▶ **Material supplied**
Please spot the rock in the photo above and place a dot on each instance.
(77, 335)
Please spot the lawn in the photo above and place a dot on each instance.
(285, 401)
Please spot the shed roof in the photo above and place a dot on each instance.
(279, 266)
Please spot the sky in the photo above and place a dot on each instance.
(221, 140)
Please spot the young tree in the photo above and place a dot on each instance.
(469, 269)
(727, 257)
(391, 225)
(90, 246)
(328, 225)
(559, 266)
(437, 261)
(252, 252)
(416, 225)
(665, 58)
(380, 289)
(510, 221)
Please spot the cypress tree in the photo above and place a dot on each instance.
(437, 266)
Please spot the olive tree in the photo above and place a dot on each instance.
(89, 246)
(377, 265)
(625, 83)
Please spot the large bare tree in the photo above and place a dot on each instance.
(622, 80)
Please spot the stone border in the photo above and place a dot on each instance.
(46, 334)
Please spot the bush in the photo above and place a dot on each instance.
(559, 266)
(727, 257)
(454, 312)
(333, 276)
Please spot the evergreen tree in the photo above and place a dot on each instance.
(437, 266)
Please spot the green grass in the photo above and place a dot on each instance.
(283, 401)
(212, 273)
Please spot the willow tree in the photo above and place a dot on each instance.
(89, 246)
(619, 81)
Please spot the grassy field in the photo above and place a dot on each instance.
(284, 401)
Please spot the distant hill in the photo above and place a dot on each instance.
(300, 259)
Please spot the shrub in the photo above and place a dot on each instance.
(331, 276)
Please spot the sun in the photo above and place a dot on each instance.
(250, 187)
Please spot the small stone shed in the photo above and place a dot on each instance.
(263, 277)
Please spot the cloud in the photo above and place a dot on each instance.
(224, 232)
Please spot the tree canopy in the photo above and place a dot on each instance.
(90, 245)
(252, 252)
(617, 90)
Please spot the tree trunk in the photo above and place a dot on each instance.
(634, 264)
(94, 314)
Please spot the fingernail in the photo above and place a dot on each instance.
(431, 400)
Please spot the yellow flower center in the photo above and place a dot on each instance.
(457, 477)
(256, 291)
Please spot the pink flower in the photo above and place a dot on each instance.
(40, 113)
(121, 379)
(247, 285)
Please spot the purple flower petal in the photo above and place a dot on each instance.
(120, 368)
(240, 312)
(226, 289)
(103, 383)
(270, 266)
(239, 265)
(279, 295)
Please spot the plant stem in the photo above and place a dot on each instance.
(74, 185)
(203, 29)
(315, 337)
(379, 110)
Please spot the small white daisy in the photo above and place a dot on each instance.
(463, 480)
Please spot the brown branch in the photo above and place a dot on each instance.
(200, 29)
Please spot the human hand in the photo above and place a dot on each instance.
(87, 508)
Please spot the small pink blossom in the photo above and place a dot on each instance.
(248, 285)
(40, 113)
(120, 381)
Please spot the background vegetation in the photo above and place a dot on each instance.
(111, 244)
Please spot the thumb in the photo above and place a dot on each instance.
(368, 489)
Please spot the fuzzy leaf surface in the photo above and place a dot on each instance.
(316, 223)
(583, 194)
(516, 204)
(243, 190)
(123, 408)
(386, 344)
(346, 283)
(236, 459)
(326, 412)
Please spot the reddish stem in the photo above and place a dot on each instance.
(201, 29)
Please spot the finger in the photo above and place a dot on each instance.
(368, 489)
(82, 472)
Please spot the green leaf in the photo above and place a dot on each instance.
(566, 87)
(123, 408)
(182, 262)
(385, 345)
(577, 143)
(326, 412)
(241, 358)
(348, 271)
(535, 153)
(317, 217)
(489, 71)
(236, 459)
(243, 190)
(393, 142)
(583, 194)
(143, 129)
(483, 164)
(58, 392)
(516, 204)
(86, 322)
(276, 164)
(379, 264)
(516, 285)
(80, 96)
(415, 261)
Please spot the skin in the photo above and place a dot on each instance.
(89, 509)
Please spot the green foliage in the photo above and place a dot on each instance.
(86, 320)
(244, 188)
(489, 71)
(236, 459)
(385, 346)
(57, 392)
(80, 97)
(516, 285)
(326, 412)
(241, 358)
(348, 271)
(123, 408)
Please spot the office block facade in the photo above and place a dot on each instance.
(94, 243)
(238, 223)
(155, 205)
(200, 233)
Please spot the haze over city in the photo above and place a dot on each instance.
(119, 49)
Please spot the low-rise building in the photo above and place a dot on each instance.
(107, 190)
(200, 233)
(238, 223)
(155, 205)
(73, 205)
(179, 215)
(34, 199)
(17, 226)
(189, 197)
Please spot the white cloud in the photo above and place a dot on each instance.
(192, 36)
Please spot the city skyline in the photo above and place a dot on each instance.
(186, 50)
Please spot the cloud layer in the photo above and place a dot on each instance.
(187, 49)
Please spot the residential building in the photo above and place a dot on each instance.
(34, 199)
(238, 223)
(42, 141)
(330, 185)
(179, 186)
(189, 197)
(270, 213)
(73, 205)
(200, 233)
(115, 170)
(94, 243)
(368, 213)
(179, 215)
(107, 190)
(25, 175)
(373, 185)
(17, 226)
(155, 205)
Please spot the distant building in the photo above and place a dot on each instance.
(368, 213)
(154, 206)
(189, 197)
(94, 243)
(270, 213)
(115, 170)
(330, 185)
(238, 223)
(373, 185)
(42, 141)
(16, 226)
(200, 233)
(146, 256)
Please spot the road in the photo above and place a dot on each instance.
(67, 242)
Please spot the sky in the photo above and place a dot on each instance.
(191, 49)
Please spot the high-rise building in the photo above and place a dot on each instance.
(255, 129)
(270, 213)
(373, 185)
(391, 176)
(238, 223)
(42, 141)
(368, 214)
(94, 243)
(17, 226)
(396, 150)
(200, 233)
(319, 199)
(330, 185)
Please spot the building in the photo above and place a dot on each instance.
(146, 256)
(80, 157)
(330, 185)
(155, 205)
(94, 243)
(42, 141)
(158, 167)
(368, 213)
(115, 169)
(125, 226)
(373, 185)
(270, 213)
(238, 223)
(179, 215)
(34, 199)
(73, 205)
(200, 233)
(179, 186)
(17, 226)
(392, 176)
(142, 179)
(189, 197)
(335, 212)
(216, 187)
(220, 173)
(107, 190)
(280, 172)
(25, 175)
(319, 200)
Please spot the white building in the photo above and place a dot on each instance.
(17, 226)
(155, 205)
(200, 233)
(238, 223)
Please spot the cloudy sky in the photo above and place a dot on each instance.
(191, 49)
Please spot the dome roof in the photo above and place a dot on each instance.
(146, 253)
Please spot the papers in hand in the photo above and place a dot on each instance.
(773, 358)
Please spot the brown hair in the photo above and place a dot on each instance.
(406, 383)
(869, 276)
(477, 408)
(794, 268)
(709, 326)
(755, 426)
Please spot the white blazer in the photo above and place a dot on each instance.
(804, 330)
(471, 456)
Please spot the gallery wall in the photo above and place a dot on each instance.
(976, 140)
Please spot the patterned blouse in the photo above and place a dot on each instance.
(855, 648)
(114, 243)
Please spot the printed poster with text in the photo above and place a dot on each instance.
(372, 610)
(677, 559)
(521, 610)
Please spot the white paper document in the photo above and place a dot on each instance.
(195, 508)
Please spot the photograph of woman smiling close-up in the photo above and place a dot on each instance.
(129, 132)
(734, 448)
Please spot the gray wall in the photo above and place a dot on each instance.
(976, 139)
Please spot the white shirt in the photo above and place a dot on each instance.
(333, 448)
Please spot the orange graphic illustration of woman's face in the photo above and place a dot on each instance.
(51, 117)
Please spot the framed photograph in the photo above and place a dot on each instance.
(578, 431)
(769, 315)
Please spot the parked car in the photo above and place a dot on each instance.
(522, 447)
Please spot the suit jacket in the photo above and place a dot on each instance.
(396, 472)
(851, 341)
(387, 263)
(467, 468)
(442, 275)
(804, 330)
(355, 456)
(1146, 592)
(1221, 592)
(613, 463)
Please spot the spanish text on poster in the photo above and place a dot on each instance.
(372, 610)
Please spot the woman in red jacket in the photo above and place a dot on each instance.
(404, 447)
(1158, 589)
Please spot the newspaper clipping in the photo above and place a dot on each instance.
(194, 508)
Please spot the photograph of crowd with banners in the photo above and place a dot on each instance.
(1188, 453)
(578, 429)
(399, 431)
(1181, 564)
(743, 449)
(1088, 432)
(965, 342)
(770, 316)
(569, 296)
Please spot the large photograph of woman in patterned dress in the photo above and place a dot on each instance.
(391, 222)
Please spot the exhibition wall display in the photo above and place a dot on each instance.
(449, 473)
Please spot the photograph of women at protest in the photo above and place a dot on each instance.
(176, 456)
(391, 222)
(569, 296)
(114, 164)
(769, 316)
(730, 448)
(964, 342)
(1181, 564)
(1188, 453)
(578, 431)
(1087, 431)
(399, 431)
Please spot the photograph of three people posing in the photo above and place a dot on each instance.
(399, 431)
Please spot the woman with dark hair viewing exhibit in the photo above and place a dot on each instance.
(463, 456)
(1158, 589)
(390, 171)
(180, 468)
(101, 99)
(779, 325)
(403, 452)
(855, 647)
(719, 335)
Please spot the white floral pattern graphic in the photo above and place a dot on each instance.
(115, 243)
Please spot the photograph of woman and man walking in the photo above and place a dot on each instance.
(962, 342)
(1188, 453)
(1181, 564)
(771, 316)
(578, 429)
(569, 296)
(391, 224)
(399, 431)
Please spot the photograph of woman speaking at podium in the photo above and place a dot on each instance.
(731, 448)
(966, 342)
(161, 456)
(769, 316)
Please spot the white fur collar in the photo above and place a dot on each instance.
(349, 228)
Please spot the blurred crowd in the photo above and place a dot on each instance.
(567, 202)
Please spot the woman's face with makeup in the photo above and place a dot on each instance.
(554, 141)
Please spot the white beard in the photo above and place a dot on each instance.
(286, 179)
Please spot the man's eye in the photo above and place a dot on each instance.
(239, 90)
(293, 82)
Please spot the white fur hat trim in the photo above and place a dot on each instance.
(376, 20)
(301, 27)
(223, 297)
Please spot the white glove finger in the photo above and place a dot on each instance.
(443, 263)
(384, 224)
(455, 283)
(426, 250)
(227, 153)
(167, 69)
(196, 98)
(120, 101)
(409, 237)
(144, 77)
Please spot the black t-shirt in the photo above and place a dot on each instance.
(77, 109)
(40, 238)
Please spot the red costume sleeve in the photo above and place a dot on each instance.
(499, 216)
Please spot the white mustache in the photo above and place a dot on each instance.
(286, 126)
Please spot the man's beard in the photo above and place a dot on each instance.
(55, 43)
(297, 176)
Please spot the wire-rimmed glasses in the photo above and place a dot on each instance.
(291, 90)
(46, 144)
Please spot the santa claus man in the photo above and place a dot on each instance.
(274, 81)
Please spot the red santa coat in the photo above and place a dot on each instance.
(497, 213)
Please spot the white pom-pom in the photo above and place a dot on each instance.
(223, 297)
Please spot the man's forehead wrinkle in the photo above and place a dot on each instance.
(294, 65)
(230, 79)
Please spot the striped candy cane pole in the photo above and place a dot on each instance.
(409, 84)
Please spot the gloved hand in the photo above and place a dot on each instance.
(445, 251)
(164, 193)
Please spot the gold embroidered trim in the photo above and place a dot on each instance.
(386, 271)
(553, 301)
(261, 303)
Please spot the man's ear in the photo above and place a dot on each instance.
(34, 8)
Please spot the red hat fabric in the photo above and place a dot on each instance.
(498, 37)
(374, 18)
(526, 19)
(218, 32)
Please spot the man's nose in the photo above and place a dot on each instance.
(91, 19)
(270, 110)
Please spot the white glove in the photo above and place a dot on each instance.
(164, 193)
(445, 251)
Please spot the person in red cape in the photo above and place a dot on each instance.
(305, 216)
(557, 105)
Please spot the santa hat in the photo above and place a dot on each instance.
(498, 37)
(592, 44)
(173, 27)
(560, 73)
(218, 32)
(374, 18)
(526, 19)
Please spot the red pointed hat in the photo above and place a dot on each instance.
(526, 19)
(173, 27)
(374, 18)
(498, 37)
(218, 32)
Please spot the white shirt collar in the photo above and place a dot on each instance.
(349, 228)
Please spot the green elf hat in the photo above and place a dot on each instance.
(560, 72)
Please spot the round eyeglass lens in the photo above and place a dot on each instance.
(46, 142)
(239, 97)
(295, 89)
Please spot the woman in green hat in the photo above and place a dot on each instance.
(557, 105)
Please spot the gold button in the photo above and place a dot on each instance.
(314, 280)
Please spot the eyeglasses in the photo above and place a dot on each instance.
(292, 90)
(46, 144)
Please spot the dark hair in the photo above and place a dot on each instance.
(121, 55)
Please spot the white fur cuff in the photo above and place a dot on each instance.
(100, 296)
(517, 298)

▶ **Task instructions**
Nothing but the lines from the one with "Please spot the woman in green" to the last line of the data should appear in the answer, each exactly as it stands.

▶ **Task response**
Please spot the woman in green hat in the photo above and place a dot on each instance.
(557, 105)
Please spot the gold button in the photo above and place a dot on each instance.
(314, 280)
Please spot the eyeglasses in the photo above and place a dot on each instance.
(292, 90)
(46, 144)
Please spot the dark hair in the photo above and place a dot on each instance.
(121, 55)
Please spot the white fur cuff in the photo above and place a dot on each instance.
(100, 296)
(517, 298)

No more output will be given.